* **Page**
.....

# Ogden, UT



## norman vandyke (Aug 5, 2017)

So, I have a friend in Ogden who works near this tree. I've seen it twice before and finally took a picture. At least 6' across. Box elder burl. Anyone in the area feel like knocking on the door and asking about some burl? I flew here, so getting it back to Montana is out of the question. The tree had definitely had it and is almost dead.

Reactions: Way Cool 12


----------



## Schroedc (Aug 5, 2017)

norman vandyke said:


> So, I have a friend in Ogden who works near this tree. I've seen it twice before and finally took a picture. At least 6' across. Box elder burl. Anyone in the area feel like knocking on the door and asking about some burl? I flew here, so getting it back to Montana is out of the question. The tree had definitely had it and is almost dead.View attachment 132141 View attachment 132142 View attachment 132143



Cash in the return ticket and rent a truck.....

Reactions: Agree 4


----------



## Mike1950 (Aug 5, 2017)

NICE


----------



## vegas urban lumber (Aug 5, 2017)

one a little larger than that in parowan utah that i knocked on the door, called the tax record owner and still could never get any response on. i wish you all the luck in the world cause i couldn't seem to pull it off. i even offered to pay them and hire a professional tree service. notice the 55 gallon trash can for size comparison. this baby was 1o+ ft x 4+ foot on the bottom

Reactions: Way Cool 9


----------



## RogerC (Aug 6, 2017)

vegas urban lumber said:


> one a little larger than that in parowan utah that i knocked on the door, called the tax record owner and still could never get any response on. i wish you all the luck in the world cause i couldn't seem to pull it off. i even offered to pay them and hire a professional tree service. notice the 55 gallon trash can for size comparison. this baby was 1o+ ft x 4+ foot on the bottom
> 
> That's incredible!


----------

.....

* **Data rows**
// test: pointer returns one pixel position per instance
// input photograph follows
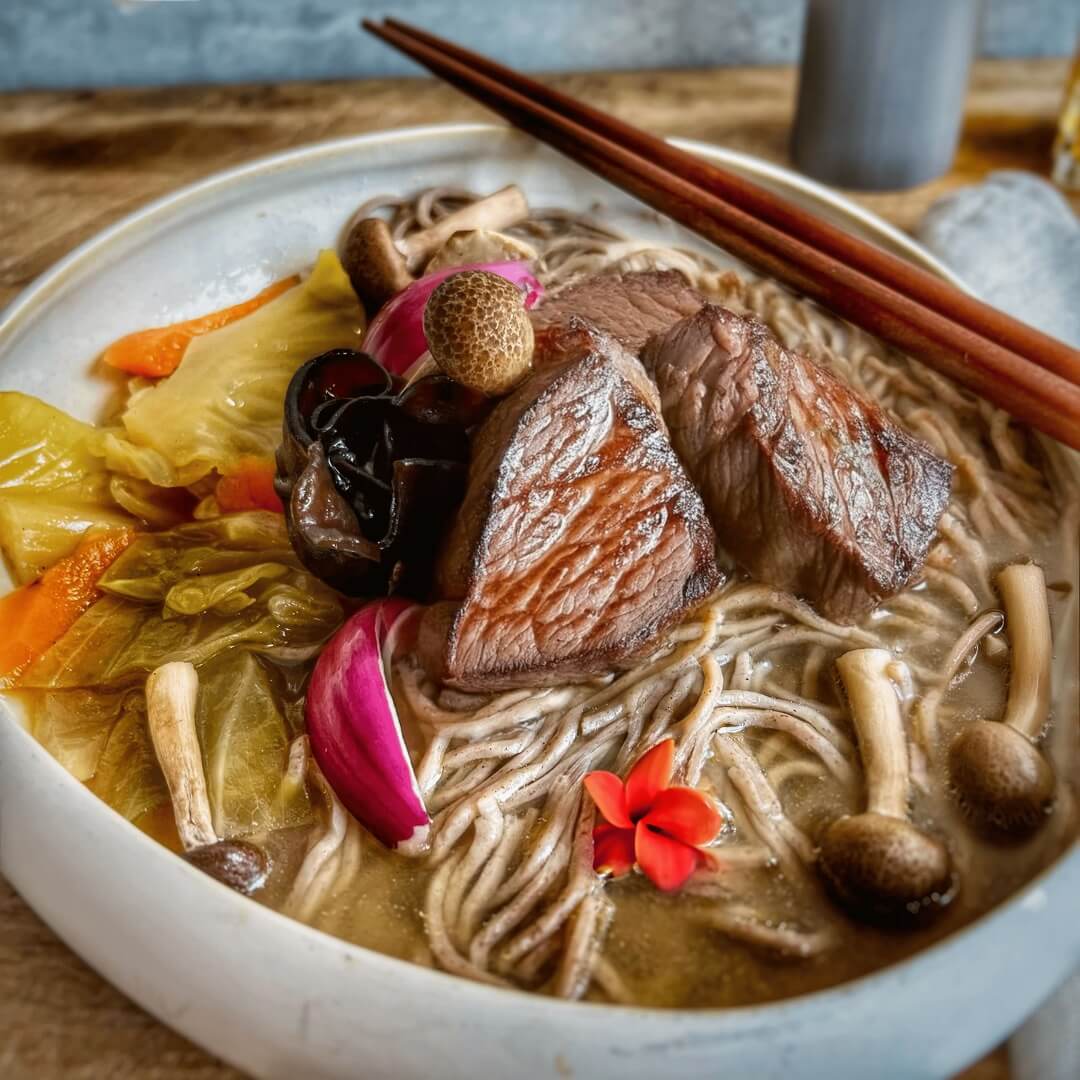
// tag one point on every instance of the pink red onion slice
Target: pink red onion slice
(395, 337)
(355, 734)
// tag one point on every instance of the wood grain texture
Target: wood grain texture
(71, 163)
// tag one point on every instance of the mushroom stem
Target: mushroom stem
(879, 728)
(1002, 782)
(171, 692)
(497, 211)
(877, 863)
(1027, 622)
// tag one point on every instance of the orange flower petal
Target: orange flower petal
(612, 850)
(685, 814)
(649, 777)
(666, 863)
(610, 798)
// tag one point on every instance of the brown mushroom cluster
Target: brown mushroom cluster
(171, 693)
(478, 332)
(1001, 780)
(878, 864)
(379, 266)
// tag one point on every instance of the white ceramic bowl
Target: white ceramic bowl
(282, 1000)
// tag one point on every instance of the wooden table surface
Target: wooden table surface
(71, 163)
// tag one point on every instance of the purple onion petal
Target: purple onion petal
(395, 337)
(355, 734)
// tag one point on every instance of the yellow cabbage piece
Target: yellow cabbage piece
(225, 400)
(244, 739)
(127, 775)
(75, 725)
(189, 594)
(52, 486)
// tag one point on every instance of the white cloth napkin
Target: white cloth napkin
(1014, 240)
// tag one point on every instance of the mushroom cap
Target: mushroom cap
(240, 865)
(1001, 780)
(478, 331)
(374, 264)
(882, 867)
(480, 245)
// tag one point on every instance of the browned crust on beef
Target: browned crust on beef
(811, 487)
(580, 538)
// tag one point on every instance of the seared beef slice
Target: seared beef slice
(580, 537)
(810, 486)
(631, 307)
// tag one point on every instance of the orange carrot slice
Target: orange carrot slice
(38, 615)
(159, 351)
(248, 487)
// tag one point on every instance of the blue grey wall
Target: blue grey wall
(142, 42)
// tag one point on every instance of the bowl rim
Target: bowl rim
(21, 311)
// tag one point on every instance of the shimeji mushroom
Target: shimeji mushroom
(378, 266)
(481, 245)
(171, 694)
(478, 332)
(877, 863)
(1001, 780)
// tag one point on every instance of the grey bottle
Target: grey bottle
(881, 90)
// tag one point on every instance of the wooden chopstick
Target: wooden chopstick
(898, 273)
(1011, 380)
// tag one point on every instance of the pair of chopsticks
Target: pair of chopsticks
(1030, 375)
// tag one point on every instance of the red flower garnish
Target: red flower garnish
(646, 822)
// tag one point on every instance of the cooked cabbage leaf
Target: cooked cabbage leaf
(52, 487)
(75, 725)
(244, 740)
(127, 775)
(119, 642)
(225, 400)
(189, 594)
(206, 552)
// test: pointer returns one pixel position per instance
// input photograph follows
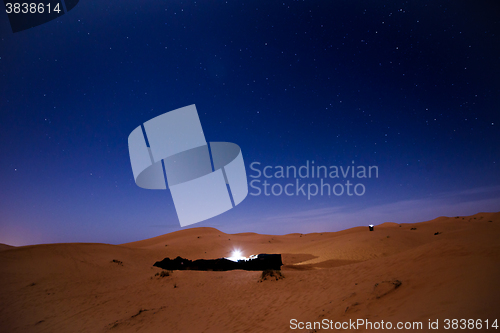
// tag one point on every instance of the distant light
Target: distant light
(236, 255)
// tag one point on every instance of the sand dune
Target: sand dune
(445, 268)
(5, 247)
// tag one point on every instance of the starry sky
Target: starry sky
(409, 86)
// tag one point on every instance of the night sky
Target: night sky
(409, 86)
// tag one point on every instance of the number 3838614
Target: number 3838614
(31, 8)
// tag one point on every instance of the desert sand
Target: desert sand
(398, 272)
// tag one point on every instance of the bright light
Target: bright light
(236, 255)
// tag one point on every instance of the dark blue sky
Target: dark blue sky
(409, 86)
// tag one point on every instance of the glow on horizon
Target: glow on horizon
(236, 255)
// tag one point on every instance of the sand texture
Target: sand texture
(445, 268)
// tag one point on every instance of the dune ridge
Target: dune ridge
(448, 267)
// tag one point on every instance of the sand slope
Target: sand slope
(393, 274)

.....

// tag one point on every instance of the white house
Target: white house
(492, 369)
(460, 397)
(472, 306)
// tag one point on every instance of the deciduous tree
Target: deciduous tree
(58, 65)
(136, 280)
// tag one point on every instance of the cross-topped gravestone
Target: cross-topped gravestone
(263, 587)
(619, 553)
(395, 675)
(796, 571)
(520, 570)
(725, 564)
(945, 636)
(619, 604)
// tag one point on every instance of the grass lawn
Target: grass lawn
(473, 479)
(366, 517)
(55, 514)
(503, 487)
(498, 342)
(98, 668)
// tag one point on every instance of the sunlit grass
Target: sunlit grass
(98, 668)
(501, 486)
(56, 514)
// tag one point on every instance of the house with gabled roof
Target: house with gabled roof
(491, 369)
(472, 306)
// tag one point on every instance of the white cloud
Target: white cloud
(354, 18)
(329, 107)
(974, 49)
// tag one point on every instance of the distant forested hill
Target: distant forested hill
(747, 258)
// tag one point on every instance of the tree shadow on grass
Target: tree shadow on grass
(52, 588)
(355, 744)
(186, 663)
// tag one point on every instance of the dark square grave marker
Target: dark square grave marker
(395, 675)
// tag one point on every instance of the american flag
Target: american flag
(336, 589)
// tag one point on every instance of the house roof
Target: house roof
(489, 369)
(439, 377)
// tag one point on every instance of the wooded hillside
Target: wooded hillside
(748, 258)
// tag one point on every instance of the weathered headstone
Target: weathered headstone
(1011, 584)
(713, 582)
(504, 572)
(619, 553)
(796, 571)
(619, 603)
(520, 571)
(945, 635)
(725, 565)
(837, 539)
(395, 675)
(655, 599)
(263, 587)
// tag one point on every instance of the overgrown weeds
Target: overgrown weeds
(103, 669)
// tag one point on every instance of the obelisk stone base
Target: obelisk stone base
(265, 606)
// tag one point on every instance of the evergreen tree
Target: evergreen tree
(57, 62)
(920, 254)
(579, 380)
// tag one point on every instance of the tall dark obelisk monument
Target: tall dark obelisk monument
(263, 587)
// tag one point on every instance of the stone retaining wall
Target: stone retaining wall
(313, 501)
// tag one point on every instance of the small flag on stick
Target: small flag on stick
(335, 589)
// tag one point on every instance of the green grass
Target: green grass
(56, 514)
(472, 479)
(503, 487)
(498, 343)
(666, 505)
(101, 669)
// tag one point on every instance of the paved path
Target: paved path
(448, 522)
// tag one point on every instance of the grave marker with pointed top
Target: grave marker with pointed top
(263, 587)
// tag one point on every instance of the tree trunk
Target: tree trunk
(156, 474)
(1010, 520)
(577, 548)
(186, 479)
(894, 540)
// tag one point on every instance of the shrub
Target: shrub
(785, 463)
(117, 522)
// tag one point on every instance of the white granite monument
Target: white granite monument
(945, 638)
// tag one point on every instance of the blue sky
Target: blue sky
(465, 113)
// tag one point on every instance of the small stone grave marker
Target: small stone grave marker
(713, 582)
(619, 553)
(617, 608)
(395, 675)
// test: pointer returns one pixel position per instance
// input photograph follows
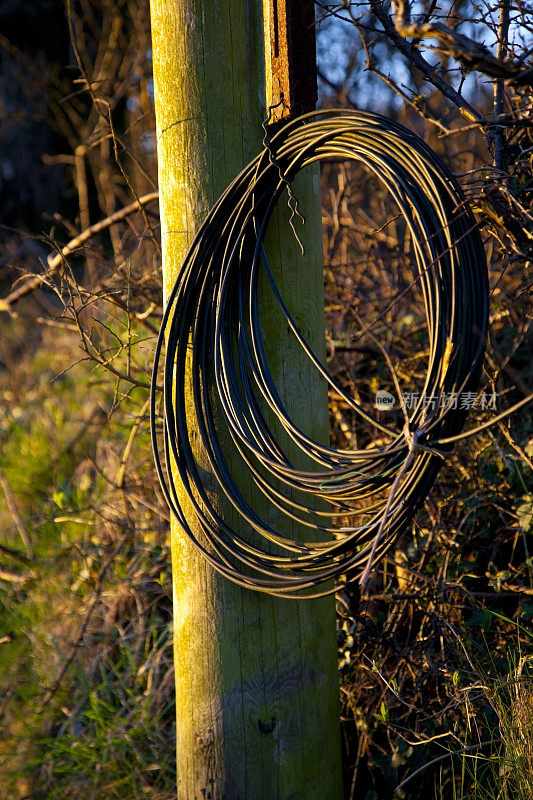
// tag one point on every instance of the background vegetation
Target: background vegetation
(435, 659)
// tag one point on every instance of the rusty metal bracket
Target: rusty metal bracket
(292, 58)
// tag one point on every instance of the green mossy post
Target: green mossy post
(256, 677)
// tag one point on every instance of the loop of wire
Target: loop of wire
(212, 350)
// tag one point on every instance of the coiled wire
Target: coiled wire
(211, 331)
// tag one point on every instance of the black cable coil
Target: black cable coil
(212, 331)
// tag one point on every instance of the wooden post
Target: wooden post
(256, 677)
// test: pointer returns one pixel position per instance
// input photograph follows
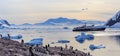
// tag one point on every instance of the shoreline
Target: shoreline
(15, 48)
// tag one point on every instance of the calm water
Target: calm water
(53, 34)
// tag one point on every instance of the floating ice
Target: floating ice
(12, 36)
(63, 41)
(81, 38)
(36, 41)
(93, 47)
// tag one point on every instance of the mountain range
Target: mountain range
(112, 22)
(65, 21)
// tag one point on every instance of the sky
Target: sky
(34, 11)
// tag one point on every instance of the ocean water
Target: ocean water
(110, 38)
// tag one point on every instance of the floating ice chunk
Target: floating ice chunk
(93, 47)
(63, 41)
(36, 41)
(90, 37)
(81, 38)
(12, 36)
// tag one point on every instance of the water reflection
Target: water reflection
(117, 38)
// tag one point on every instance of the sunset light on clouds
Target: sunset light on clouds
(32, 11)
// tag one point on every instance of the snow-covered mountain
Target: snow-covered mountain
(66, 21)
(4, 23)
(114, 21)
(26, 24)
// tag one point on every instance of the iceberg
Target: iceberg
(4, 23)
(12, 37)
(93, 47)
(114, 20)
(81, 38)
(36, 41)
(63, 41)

.....

* **Tasks and exercises**
(A) Do these statements agree with the Ogden, UT thread? Answer yes or no for each, quoting the deciding words. (i) norman vandyke traveled to Ogden by plane. (ii) The owner of the Parowan burl eventually answered vegas urban lumber. (iii) vegas urban lumber offered to pay for a professional tree service.
(B) Quote the Ogden, UT thread, beginning at the words "## vegas urban" and stopping after "(Aug 6, 2017)".
(C) In the Ogden, UT thread, what object does vegas urban lumber point to for size comparison?

* **Responses to the exercise**
(A)
(i) Yes: "I flew here, so getting it back to Montana is out of the question."
(ii) No: "called the tax record owner and still could never get any response on."
(iii) Yes: "i even offered to pay them and hire a professional tree service."

(B)
## vegas urban lumber (Aug 5, 2017)

one a little larger than that in parowan utah that i knocked on the door, called the tax record owner and still could never get any response on. i wish you all the luck in the world cause i couldn't seem to pull it off. i even offered to pay them and hire a professional tree service. notice the 55 gallon trash can for size comparison. this baby was 1o+ ft x 4+ foot on the bottom

Reactions: Way Cool 9


----------



## RogerC (Aug 6, 2017)

(C) A 55 gallon trash can.